▸ **RECORDS SHOWN**:
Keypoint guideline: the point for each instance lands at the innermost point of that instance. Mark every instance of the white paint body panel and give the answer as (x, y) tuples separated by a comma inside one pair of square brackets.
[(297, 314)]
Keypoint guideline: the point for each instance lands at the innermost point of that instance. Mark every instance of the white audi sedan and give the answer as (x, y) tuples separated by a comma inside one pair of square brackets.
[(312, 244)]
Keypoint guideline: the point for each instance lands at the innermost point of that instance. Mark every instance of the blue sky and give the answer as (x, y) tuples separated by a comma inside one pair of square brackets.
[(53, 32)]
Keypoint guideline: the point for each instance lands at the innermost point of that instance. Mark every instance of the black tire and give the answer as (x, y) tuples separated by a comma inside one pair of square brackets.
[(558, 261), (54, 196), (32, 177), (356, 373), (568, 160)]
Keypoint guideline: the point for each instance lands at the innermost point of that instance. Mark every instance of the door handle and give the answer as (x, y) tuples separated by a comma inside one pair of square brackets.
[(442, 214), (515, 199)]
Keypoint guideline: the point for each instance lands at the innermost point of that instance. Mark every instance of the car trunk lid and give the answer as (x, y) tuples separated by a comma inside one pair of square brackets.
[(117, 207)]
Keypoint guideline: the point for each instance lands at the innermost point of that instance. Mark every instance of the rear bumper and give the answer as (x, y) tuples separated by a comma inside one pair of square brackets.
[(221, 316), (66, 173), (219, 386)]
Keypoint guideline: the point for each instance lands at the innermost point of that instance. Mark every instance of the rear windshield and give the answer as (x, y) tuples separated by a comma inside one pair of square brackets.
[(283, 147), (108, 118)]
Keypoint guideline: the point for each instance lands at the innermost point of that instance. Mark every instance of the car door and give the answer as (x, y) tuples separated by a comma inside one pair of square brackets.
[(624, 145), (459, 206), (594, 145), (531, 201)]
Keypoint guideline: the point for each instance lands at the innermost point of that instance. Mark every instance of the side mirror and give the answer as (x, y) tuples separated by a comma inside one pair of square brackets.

▸ **WHAT THIS TASK INVOLVES**:
Output the records above in their entirety, exactly.

▸ **FULL SOLUTION**:
Keypoint guideline: the point for each instance lands at the innermost point of that instance. Mark every instance of the white paint body panel and give the answer as (x, y) tuples separated by a comma inside one pair of square brackets.
[(297, 314)]
Keypoint guideline: the point for each instance lands at the innermost point of that instance. Mark every instance of the white audi sedan and give the answer as (x, y) tuples separated by a comma inside one pair of square brackets.
[(312, 244)]
Keypoint guideline: the point for each instance lands at the innermost point of that instance. Mark every instance of the blue sky and give the answer as (x, y) tuples separated by a comma inside one pair of square brackets.
[(53, 32)]
Keypoint guideline: the point for each instance lands at the innermost point of that instance. Mark every instance of the black tire and give the answer as (x, y) tuples separated by a comma inside one pair of square brackets.
[(558, 261), (54, 196), (32, 177), (356, 373), (568, 160)]
Keypoint guideline: the point for each instance lands at the innermost point of that instance. Mark every instance of the door handle and give the answer as (x, y) tuples separated by a comma inside one pair of square brackets.
[(442, 214), (515, 199)]
Keypoint guideline: the point for each instance lands at the innermost point of that instance. Mark every instance of the car trunk lid and give the answer as (x, y) tuples separated by a comma inside one pair of square brackets.
[(117, 207)]
Keypoint guideline: the point for each instance lands at the innermost point of that instance. Mark every instance of the rear bumper and give the answer as (x, y) tuples separated by a comma inside one pair of square brackets.
[(221, 316), (66, 173), (219, 386)]
Keypoint guideline: the point for each instance lands at the innermost point of that instance. Mark every instance of the rear windshield and give the answer as (x, y) tuples separated by a comma inside one pair of square brackets.
[(283, 147), (108, 118)]
Keypoint guideline: the point for each instance lands at the innermost point of that instance. Mark every instance of the car door and give the answer as (x, y) tuples separated by a comma inside one pair of square brackets.
[(624, 145), (459, 206), (594, 145), (531, 201)]
Keypoint guideline: the point for each instance lands at the innermost point of that instance. Mark every instance of the side mirror and give the answer as (x, y) tuples separated by a comma inside one pair of square brackets.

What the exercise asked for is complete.